Some records:
════

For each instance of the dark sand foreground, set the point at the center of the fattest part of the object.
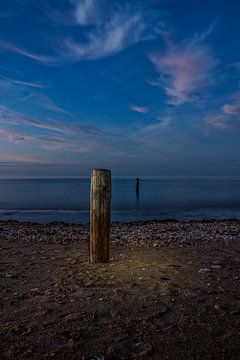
(171, 291)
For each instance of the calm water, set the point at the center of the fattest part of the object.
(45, 200)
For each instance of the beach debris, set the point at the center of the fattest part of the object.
(203, 270)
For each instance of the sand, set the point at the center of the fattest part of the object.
(170, 291)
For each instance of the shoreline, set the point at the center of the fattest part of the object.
(167, 290)
(167, 220)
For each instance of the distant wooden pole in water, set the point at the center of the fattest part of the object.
(100, 215)
(137, 185)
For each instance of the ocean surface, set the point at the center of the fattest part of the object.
(67, 199)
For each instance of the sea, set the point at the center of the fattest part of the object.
(160, 198)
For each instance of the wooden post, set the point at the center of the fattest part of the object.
(100, 215)
(137, 185)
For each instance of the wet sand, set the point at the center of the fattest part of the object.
(170, 291)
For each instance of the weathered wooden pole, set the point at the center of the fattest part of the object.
(137, 185)
(100, 215)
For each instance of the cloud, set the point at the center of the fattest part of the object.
(155, 127)
(121, 31)
(24, 83)
(105, 29)
(185, 69)
(228, 115)
(87, 12)
(218, 121)
(139, 109)
(45, 59)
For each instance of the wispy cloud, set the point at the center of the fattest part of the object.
(218, 121)
(24, 83)
(107, 28)
(45, 59)
(110, 38)
(227, 117)
(139, 109)
(185, 69)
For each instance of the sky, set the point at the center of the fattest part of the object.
(144, 87)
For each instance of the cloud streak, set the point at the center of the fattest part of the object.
(184, 69)
(139, 109)
(227, 117)
(105, 31)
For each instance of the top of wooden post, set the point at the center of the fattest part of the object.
(104, 170)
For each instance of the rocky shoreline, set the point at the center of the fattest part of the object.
(170, 291)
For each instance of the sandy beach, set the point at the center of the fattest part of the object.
(170, 291)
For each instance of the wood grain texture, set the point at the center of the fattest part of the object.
(100, 215)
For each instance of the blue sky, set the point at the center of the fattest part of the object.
(141, 87)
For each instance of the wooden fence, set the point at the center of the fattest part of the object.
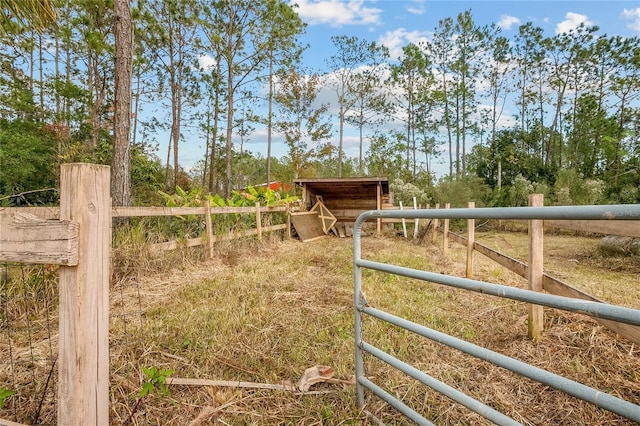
(77, 236)
(533, 269)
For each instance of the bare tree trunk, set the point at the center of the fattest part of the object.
(120, 174)
(269, 119)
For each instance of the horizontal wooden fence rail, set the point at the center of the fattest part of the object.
(42, 215)
(622, 228)
(550, 284)
(49, 213)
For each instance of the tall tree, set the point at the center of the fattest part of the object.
(565, 51)
(170, 34)
(412, 83)
(37, 15)
(303, 125)
(469, 42)
(440, 49)
(352, 52)
(235, 31)
(370, 103)
(120, 166)
(284, 26)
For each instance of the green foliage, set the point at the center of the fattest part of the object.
(405, 192)
(458, 192)
(27, 163)
(5, 393)
(155, 381)
(571, 189)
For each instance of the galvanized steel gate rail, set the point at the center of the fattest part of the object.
(595, 309)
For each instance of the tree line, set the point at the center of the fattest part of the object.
(94, 88)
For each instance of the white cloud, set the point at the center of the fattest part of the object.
(506, 22)
(395, 40)
(632, 15)
(337, 13)
(572, 21)
(417, 8)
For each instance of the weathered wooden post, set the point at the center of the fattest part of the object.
(208, 223)
(288, 231)
(416, 221)
(258, 221)
(434, 236)
(471, 236)
(404, 222)
(379, 207)
(83, 353)
(445, 233)
(535, 269)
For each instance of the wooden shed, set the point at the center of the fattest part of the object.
(346, 198)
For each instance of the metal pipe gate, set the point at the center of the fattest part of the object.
(600, 310)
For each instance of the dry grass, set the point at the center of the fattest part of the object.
(265, 312)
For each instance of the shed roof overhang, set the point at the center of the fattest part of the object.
(358, 188)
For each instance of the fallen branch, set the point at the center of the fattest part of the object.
(230, 384)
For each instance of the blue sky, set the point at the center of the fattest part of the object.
(397, 23)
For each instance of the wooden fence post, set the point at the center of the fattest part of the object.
(416, 221)
(404, 222)
(379, 207)
(471, 236)
(535, 269)
(445, 233)
(288, 231)
(208, 224)
(83, 348)
(258, 222)
(434, 237)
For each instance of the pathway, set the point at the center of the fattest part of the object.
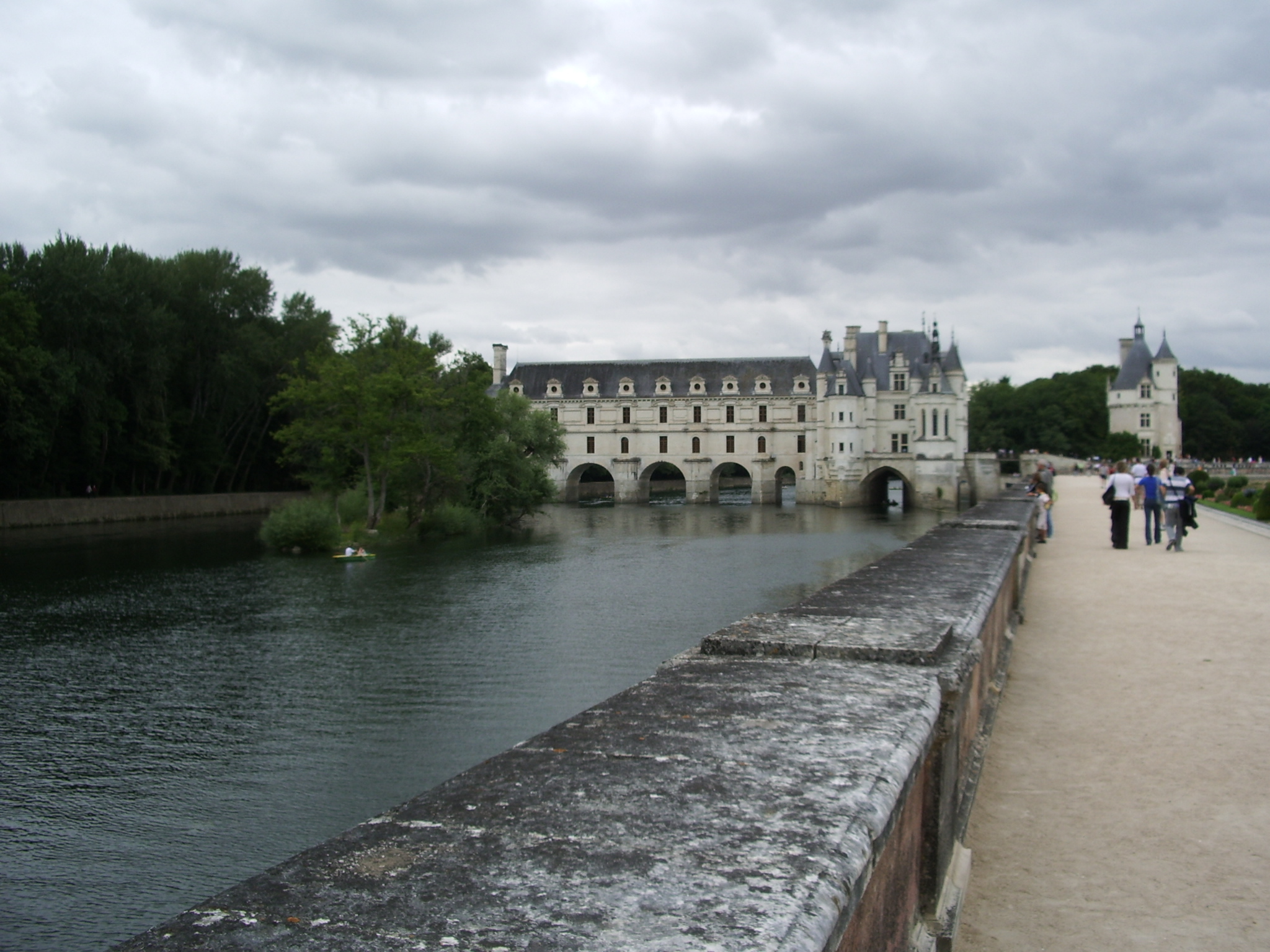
(1126, 799)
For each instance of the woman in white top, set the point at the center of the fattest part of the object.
(1126, 489)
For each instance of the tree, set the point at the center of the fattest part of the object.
(365, 405)
(508, 477)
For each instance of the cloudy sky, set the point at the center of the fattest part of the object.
(607, 178)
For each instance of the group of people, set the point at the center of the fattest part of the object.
(1166, 499)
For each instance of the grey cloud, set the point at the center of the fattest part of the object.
(995, 159)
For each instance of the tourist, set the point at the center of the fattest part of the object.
(1150, 500)
(1123, 485)
(1038, 490)
(1176, 507)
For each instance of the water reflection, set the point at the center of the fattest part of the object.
(179, 711)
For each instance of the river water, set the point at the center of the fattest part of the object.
(179, 710)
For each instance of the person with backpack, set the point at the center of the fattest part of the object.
(1151, 500)
(1178, 507)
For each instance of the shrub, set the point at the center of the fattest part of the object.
(308, 524)
(448, 519)
(1261, 507)
(352, 506)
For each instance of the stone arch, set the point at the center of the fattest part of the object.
(874, 488)
(735, 482)
(785, 479)
(662, 483)
(588, 482)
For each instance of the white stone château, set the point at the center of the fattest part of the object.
(888, 405)
(1143, 398)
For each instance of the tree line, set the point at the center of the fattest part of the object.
(1067, 414)
(146, 375)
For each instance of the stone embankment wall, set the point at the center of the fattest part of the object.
(18, 513)
(799, 781)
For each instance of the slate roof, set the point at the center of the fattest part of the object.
(1137, 363)
(913, 345)
(780, 371)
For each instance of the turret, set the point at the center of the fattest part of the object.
(499, 363)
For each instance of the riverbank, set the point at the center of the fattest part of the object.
(23, 513)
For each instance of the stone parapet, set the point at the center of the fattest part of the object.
(801, 781)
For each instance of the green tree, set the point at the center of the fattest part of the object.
(365, 405)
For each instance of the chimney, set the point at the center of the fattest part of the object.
(499, 363)
(849, 343)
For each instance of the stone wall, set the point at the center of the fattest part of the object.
(18, 513)
(801, 781)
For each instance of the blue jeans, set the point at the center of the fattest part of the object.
(1151, 508)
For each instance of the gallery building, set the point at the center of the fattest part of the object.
(888, 405)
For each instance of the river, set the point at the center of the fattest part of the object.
(179, 710)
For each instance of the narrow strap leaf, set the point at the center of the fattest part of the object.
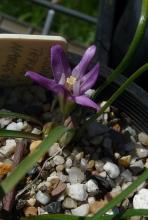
(19, 172)
(118, 93)
(18, 134)
(19, 115)
(142, 24)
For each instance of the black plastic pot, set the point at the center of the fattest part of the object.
(133, 102)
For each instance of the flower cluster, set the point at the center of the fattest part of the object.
(70, 85)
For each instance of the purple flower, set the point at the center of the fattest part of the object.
(69, 84)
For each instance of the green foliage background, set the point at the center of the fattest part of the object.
(70, 27)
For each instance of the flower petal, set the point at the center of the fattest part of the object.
(88, 80)
(81, 68)
(59, 62)
(45, 82)
(85, 101)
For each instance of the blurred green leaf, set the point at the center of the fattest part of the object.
(8, 114)
(8, 183)
(18, 134)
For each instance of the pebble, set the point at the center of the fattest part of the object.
(59, 189)
(97, 205)
(92, 187)
(77, 191)
(60, 168)
(68, 163)
(125, 161)
(112, 170)
(99, 165)
(127, 175)
(143, 138)
(76, 175)
(58, 160)
(69, 203)
(141, 151)
(137, 167)
(43, 198)
(53, 207)
(140, 200)
(79, 156)
(54, 149)
(30, 211)
(115, 191)
(82, 210)
(90, 165)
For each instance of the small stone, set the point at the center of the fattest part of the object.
(4, 122)
(112, 170)
(43, 198)
(54, 207)
(125, 161)
(69, 203)
(91, 200)
(53, 181)
(143, 138)
(83, 164)
(76, 175)
(140, 200)
(54, 149)
(5, 168)
(90, 165)
(41, 211)
(115, 191)
(60, 168)
(127, 176)
(82, 210)
(59, 189)
(68, 163)
(30, 211)
(58, 160)
(36, 131)
(31, 201)
(141, 151)
(97, 205)
(99, 165)
(77, 191)
(79, 156)
(92, 187)
(137, 167)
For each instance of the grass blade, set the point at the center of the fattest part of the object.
(142, 24)
(8, 183)
(118, 199)
(118, 93)
(8, 114)
(18, 134)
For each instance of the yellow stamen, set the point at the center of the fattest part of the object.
(70, 81)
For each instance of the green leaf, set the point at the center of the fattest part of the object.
(142, 24)
(117, 200)
(56, 217)
(8, 114)
(118, 93)
(18, 134)
(19, 172)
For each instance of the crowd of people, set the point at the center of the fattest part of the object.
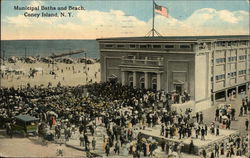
(122, 110)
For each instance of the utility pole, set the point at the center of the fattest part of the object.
(153, 23)
(86, 66)
(25, 52)
(3, 56)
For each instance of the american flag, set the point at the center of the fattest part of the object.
(161, 10)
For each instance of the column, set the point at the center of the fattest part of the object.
(214, 98)
(226, 95)
(237, 92)
(134, 79)
(123, 77)
(247, 90)
(158, 81)
(146, 79)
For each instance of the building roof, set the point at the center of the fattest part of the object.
(177, 38)
(26, 118)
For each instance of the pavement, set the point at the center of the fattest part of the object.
(209, 113)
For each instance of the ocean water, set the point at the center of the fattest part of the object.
(48, 47)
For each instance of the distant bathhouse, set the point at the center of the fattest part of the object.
(207, 67)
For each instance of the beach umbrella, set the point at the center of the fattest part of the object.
(224, 117)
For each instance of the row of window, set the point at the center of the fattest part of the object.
(231, 74)
(147, 46)
(231, 59)
(220, 60)
(220, 77)
(233, 43)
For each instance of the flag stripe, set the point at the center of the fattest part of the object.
(161, 10)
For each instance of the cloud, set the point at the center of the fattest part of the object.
(206, 21)
(114, 23)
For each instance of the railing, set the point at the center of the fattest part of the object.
(142, 62)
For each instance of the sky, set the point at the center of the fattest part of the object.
(124, 18)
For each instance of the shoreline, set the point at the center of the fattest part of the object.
(19, 74)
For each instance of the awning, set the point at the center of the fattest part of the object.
(26, 118)
(178, 82)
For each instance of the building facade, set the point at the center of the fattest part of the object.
(204, 66)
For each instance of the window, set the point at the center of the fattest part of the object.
(220, 60)
(242, 72)
(220, 77)
(243, 57)
(109, 45)
(120, 46)
(143, 46)
(157, 46)
(132, 45)
(185, 46)
(169, 46)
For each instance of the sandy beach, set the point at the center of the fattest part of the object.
(67, 74)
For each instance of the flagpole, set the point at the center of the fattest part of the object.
(153, 27)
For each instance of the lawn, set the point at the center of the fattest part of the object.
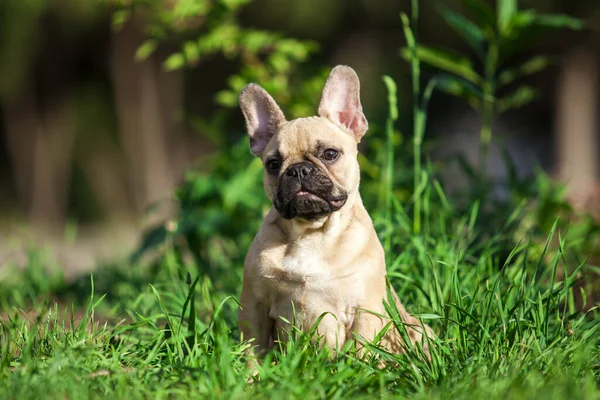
(507, 310)
(508, 286)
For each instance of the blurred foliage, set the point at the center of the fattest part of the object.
(202, 29)
(494, 36)
(221, 209)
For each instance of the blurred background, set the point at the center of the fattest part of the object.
(104, 105)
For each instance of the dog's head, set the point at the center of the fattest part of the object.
(310, 164)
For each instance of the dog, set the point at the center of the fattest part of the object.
(317, 250)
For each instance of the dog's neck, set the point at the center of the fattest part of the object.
(334, 223)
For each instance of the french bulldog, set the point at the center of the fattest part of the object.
(317, 250)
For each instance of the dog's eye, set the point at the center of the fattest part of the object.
(330, 154)
(273, 164)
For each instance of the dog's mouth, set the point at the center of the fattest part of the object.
(336, 203)
(310, 206)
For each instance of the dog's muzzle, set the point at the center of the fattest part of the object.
(306, 192)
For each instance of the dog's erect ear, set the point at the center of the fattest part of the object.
(263, 116)
(340, 102)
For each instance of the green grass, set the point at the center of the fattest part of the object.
(508, 327)
(499, 285)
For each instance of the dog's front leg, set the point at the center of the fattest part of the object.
(254, 324)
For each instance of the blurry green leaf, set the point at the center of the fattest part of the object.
(408, 33)
(505, 9)
(530, 19)
(119, 18)
(279, 62)
(529, 67)
(175, 61)
(227, 98)
(255, 41)
(192, 54)
(234, 4)
(483, 13)
(296, 49)
(446, 61)
(146, 49)
(244, 186)
(559, 21)
(464, 27)
(190, 8)
(460, 88)
(519, 98)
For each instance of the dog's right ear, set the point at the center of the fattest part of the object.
(263, 116)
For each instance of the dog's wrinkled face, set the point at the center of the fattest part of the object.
(310, 168)
(310, 163)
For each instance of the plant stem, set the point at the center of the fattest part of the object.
(416, 86)
(489, 94)
(389, 170)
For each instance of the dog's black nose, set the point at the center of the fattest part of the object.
(300, 170)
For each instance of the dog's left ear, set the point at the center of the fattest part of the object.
(340, 102)
(263, 116)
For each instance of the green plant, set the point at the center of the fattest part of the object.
(203, 29)
(495, 36)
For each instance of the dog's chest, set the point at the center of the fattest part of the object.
(299, 272)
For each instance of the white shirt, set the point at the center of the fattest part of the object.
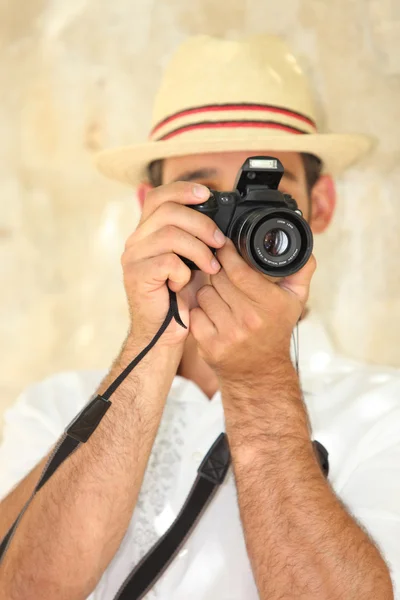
(354, 411)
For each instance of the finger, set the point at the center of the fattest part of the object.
(243, 276)
(172, 239)
(214, 307)
(200, 325)
(153, 272)
(227, 290)
(197, 224)
(299, 283)
(181, 192)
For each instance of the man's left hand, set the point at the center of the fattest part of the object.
(244, 320)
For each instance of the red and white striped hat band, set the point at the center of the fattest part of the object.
(233, 116)
(223, 95)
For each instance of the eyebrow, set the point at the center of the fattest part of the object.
(196, 174)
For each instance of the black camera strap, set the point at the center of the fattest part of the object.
(211, 475)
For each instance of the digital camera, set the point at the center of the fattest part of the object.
(265, 225)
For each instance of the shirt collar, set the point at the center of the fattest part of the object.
(316, 349)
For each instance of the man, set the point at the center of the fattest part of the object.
(276, 528)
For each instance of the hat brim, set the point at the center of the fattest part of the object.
(337, 151)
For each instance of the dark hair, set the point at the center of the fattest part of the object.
(312, 167)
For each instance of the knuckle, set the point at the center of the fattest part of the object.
(238, 275)
(169, 261)
(169, 232)
(253, 321)
(204, 292)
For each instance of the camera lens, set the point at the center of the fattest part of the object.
(276, 242)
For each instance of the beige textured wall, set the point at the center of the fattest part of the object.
(79, 75)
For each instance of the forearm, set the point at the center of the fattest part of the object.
(76, 522)
(301, 541)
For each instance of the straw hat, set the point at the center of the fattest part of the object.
(222, 95)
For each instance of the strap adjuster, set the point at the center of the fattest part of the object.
(84, 424)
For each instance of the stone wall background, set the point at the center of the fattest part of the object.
(78, 76)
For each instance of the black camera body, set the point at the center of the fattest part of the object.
(265, 225)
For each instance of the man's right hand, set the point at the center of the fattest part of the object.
(167, 228)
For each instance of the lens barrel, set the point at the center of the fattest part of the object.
(276, 241)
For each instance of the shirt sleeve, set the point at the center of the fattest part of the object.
(372, 491)
(36, 421)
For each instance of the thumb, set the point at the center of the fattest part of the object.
(299, 283)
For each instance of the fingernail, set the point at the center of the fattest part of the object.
(215, 264)
(200, 191)
(219, 236)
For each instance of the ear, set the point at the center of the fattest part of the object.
(142, 190)
(323, 202)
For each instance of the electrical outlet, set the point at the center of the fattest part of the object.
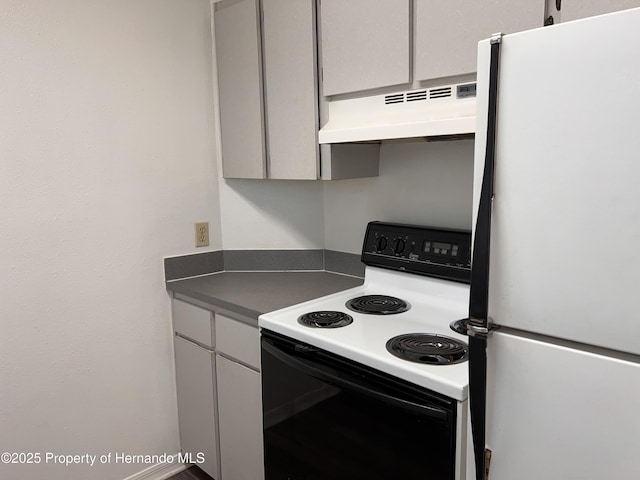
(202, 234)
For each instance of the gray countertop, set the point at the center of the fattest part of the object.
(247, 295)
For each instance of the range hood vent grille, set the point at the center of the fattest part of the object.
(440, 92)
(442, 111)
(395, 98)
(416, 96)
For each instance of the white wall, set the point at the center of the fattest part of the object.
(420, 183)
(106, 160)
(272, 214)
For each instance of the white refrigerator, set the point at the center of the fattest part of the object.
(563, 368)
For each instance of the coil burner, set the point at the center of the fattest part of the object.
(377, 305)
(428, 348)
(325, 319)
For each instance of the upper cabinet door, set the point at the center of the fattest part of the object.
(290, 84)
(238, 53)
(447, 32)
(574, 9)
(365, 44)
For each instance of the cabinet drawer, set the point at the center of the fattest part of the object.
(238, 340)
(193, 322)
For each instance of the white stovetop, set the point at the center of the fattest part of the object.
(434, 304)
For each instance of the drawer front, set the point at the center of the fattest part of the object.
(193, 322)
(238, 340)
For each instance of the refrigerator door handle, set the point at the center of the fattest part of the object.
(478, 327)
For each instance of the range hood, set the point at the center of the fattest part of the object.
(430, 112)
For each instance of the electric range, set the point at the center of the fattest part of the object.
(343, 374)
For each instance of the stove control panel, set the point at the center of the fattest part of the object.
(435, 252)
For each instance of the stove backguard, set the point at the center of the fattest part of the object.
(435, 252)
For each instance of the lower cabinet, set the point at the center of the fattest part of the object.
(195, 369)
(240, 421)
(219, 392)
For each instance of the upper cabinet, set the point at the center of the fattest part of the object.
(368, 45)
(365, 44)
(290, 79)
(447, 32)
(267, 79)
(239, 60)
(574, 9)
(267, 65)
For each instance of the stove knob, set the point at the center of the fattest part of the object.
(398, 245)
(381, 244)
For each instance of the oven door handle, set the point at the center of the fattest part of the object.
(316, 370)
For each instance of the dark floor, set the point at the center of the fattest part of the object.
(191, 473)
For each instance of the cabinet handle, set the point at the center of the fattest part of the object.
(195, 343)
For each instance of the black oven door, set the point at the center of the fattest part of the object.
(326, 417)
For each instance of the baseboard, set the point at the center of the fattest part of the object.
(159, 471)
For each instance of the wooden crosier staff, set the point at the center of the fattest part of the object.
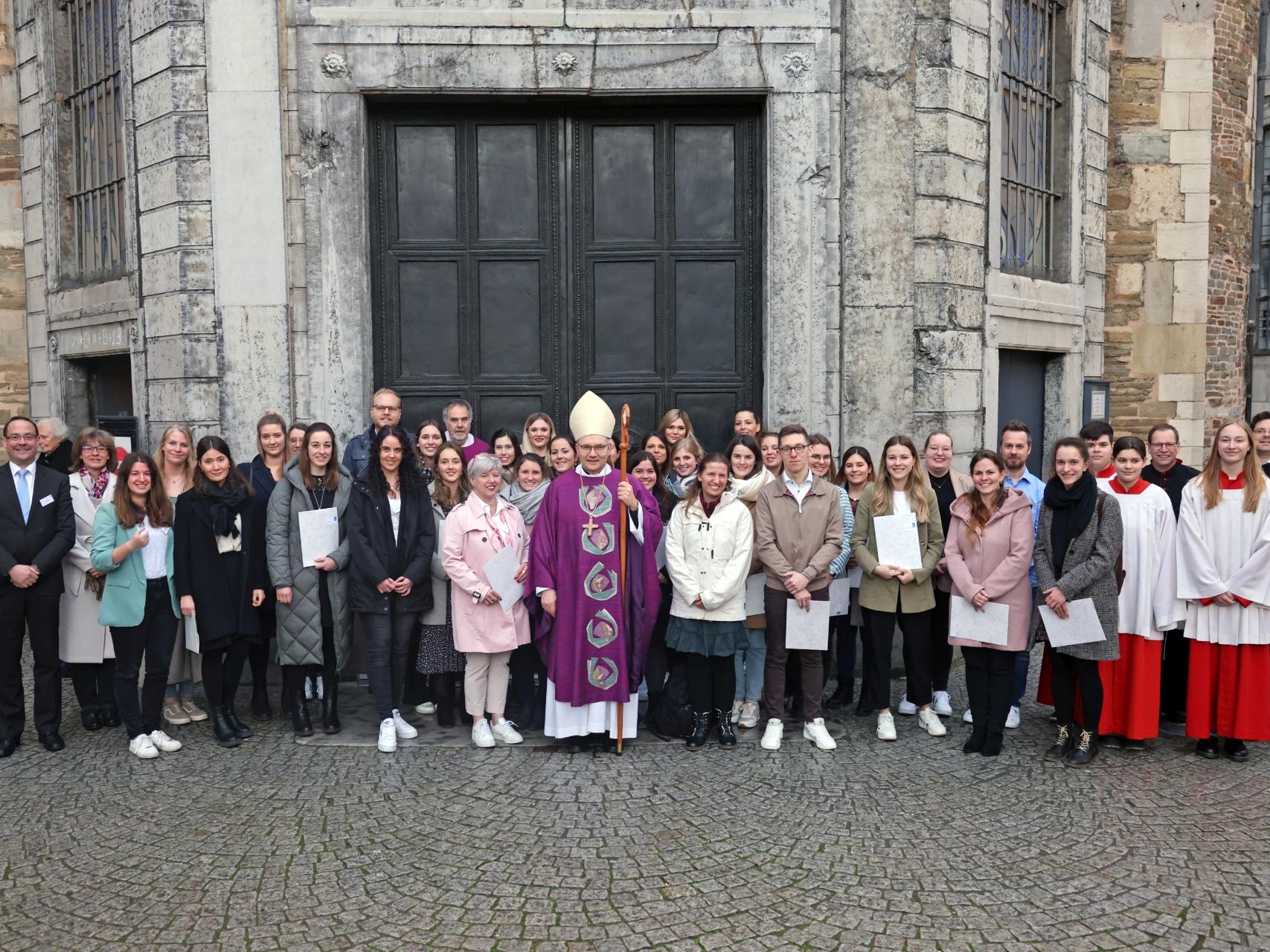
(621, 553)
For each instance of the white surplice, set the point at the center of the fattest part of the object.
(1148, 601)
(1225, 550)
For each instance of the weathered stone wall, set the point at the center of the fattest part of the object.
(1180, 212)
(14, 393)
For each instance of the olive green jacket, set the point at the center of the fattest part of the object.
(889, 594)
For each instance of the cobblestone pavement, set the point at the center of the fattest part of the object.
(908, 846)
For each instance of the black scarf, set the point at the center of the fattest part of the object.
(1074, 508)
(222, 503)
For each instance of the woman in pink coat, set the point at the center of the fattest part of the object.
(988, 551)
(475, 532)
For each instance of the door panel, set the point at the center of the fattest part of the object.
(526, 254)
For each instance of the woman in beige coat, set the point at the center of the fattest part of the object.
(891, 594)
(84, 643)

════

*Aim of the task*. From the line containing "For each instance of the black oven" through the last line of the records, both included, output those lines exactly and nothing else; skip the pictures.

*Full solution*.
For each instance of the black oven door, set the point at the center of the fattest part of the object.
(326, 417)
For each instance of the baseboard, set the point at the center of the fattest part of the object.
(159, 471)
For each instance of the wooden crosier staff, set the point at the center of the fattest part of the object.
(621, 553)
For each instance of the white surplice, set the point at the center of the fattest part of the object.
(1148, 601)
(1225, 550)
For each instance of the weathered stone wall, set the point at the center of the fattest part of the object.
(1180, 212)
(14, 393)
For each instance of the olive green jacket, set the point at the center of the fattest part of the object.
(889, 594)
For each instance of the cobblestone pavement, set the point at the center of the fattest part of the object.
(908, 846)
For each instance of the black scarf, set the point at the center of the fattest part of the object.
(1074, 508)
(222, 503)
For each instance of the woman in pink coat, set the point at the center of the fattest part of the object.
(988, 551)
(475, 532)
For each instance of the door panel, set the point at the center of the fattest part of the object.
(526, 254)
For each instance of the woman in beige coat, set the point at the center of the fattest part of the object.
(891, 594)
(84, 643)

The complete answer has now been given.